*ENTRIES SUPPLIED*:
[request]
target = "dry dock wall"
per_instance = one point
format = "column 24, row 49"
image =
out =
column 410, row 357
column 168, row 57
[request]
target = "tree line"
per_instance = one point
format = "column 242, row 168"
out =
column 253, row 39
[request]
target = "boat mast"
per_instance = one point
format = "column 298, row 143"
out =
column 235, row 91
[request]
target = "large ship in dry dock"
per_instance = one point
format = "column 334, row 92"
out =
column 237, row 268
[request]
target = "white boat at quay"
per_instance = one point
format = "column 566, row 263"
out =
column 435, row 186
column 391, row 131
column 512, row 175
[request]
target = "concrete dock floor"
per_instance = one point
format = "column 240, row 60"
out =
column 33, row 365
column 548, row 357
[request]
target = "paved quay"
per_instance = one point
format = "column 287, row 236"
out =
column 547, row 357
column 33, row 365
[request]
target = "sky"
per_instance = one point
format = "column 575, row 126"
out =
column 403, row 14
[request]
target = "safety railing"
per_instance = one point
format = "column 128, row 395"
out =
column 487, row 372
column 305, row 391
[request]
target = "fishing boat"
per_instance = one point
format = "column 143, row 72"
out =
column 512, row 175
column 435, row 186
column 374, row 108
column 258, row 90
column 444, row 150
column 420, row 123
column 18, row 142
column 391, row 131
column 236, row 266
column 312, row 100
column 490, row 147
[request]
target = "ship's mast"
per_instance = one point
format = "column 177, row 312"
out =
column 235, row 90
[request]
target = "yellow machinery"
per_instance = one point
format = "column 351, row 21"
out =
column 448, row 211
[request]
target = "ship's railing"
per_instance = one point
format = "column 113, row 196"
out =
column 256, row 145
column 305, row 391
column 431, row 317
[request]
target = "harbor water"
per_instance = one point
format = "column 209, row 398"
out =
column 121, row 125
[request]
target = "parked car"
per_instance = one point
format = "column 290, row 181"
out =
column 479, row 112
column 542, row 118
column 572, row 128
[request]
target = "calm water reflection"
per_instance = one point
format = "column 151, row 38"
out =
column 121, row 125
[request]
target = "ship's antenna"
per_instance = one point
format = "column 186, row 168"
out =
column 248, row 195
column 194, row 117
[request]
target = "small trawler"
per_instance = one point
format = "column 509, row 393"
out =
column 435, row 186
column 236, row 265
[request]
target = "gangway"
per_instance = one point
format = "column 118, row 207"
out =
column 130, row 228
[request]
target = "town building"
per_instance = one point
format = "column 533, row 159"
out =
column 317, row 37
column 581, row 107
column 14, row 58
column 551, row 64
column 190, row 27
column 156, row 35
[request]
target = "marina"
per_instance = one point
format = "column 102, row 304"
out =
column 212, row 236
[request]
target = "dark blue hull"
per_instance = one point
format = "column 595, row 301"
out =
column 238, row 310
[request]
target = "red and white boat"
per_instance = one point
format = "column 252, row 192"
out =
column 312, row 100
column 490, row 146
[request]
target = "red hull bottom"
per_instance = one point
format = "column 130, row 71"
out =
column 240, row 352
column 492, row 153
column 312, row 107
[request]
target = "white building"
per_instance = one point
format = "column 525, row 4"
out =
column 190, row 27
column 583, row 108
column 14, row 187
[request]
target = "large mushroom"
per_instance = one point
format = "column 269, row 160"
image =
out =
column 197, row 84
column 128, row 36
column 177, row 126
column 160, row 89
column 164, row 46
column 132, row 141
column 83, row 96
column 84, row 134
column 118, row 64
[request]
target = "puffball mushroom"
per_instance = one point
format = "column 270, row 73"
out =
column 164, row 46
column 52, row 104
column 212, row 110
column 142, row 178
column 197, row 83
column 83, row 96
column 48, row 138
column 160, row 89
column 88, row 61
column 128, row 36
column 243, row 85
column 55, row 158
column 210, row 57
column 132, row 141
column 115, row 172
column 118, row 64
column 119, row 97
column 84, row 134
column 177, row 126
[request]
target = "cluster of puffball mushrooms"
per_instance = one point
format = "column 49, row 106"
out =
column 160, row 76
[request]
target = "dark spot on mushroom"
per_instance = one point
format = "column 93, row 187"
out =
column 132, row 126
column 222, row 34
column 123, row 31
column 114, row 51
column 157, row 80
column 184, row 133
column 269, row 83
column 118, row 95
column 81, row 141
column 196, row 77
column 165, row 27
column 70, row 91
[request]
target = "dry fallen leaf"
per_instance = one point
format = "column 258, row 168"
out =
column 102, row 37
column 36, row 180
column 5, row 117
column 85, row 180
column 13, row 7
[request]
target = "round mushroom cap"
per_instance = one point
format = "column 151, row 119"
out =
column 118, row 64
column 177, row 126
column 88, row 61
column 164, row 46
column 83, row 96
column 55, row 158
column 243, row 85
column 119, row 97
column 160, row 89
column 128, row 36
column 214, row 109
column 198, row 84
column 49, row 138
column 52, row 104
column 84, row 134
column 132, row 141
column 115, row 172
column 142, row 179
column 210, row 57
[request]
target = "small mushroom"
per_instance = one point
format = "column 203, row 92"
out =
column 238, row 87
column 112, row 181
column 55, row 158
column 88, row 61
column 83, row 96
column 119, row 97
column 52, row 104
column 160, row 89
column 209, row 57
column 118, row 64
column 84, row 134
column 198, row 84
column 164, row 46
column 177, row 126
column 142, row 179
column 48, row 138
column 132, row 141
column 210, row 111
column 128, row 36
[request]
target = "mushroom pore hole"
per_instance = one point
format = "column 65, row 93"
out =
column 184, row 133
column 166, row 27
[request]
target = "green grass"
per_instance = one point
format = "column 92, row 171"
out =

*ACTION ITEM*: Every one of the records is to be copied word for word.

*EXERCISE ANSWER*:
[request]
target = "dry dock wall"
per_instance = one point
format = "column 24, row 49"
image =
out =
column 410, row 357
column 168, row 57
[request]
target = "tree line"
per_instance = one point
format = "column 242, row 168"
out =
column 253, row 39
[request]
target = "boat mast"
per_instance = one point
format = "column 298, row 143"
out =
column 235, row 91
[request]
target = "large ship in dry dock"
per_instance = one point
format = "column 334, row 92"
out =
column 237, row 268
[request]
target = "white boat at quay"
per_instance = one point
format = "column 566, row 263"
out =
column 435, row 186
column 391, row 131
column 512, row 175
[request]
target = "concrete dock floor"
per_instance = one point
format = "column 240, row 60"
out =
column 33, row 365
column 548, row 357
[request]
target = "paved quay"
per_instance = one point
format = "column 287, row 236"
out =
column 547, row 357
column 33, row 365
[request]
target = "sky"
per_instance = one point
format = "column 575, row 126"
out =
column 403, row 14
[request]
target = "safety railing"
per_instance = one point
format = "column 128, row 395"
out =
column 487, row 372
column 305, row 391
[request]
target = "fishing boat"
per_instance = one point
format = "column 143, row 72"
out =
column 512, row 175
column 435, row 186
column 374, row 108
column 258, row 90
column 444, row 150
column 420, row 123
column 18, row 142
column 391, row 131
column 236, row 266
column 312, row 100
column 490, row 147
[request]
target = "ship's mast"
per_instance = one point
format = "column 177, row 312"
out =
column 235, row 90
[request]
target = "yellow machinery"
per_instance = one point
format = "column 351, row 21"
out =
column 448, row 211
[request]
target = "ship's railing"
per_instance = one point
format = "column 113, row 196"
out =
column 256, row 145
column 305, row 391
column 431, row 317
[request]
target = "harbor water"
per_instance = one point
format = "column 209, row 398"
out =
column 121, row 125
[request]
target = "parked car"
per_instance = one point
format = "column 290, row 181"
out =
column 479, row 112
column 542, row 118
column 572, row 128
[request]
target = "calm water reflection"
per_instance = one point
format = "column 151, row 38"
out =
column 121, row 125
[request]
target = "ship's antenna"
per_instance = one point
format = "column 186, row 168"
out =
column 248, row 195
column 194, row 117
[request]
target = "small trawler"
per_instance = one point
format = "column 509, row 393"
out =
column 435, row 186
column 236, row 265
[request]
target = "gangway"
per_instance = one point
format = "column 118, row 207"
out =
column 130, row 228
[request]
target = "town building"
per_instance = one point
format = "column 533, row 159"
out =
column 317, row 37
column 581, row 107
column 14, row 58
column 551, row 64
column 190, row 27
column 156, row 35
[request]
target = "marina"
per_instance = one point
format = "column 102, row 304"
out =
column 212, row 236
[request]
target = "dark blue hull"
per_instance = one point
format = "column 595, row 301"
out =
column 238, row 310
[request]
target = "red and white boat"
per_instance = one point
format = "column 252, row 192"
out =
column 312, row 100
column 490, row 146
[request]
target = "red hull bottom"
per_instance = one point
format = "column 130, row 71"
out =
column 240, row 352
column 492, row 153
column 312, row 107
[request]
target = "white building"
per_instance = one point
format = "column 525, row 4"
out =
column 190, row 27
column 583, row 108
column 14, row 187
[request]
target = "large mushroom"
per_instance = one point
format = "column 269, row 160"
image =
out =
column 197, row 84
column 128, row 36
column 177, row 126
column 160, row 89
column 164, row 46
column 132, row 141
column 83, row 96
column 84, row 134
column 118, row 64
[request]
target = "puffball mushroom"
per_instance = one point
format = "column 270, row 73"
out =
column 164, row 46
column 52, row 104
column 212, row 110
column 142, row 178
column 197, row 83
column 83, row 96
column 48, row 138
column 160, row 89
column 88, row 61
column 128, row 36
column 243, row 85
column 55, row 158
column 210, row 57
column 132, row 141
column 115, row 172
column 118, row 64
column 119, row 97
column 84, row 134
column 177, row 126
[request]
target = "cluster of puffball mushrooms"
per_instance = one point
format = "column 49, row 106"
out =
column 160, row 76
[request]
target = "dark spot on mushroom"
per_instance = one point
format = "column 93, row 187"
out =
column 132, row 126
column 222, row 34
column 123, row 31
column 114, row 51
column 157, row 80
column 184, row 133
column 269, row 83
column 118, row 95
column 81, row 141
column 196, row 77
column 165, row 27
column 70, row 91
[request]
target = "dry fallen leaf"
per_instance = one point
format = "column 258, row 168"
out =
column 102, row 37
column 36, row 180
column 5, row 117
column 85, row 180
column 13, row 7
[request]
target = "round mushroom cap"
per_instance = one point
format = "column 151, row 119"
out =
column 118, row 64
column 177, row 126
column 88, row 61
column 164, row 46
column 83, row 96
column 55, row 158
column 243, row 85
column 119, row 97
column 160, row 89
column 128, row 36
column 214, row 109
column 198, row 84
column 49, row 138
column 52, row 104
column 84, row 134
column 132, row 141
column 115, row 172
column 142, row 179
column 210, row 57
[request]
target = "small mushroom"
per_instance = one point
format = "column 203, row 92"
out =
column 238, row 87
column 112, row 181
column 55, row 158
column 88, row 61
column 83, row 96
column 119, row 97
column 52, row 104
column 160, row 89
column 209, row 57
column 118, row 64
column 84, row 134
column 198, row 84
column 164, row 46
column 177, row 126
column 142, row 179
column 48, row 138
column 132, row 141
column 210, row 111
column 128, row 36
[request]
target = "mushroom pore hole"
per_instance = one point
format = "column 65, row 93"
out =
column 184, row 133
column 166, row 27
[request]
target = "green grass"
per_instance = one point
format = "column 92, row 171"
out =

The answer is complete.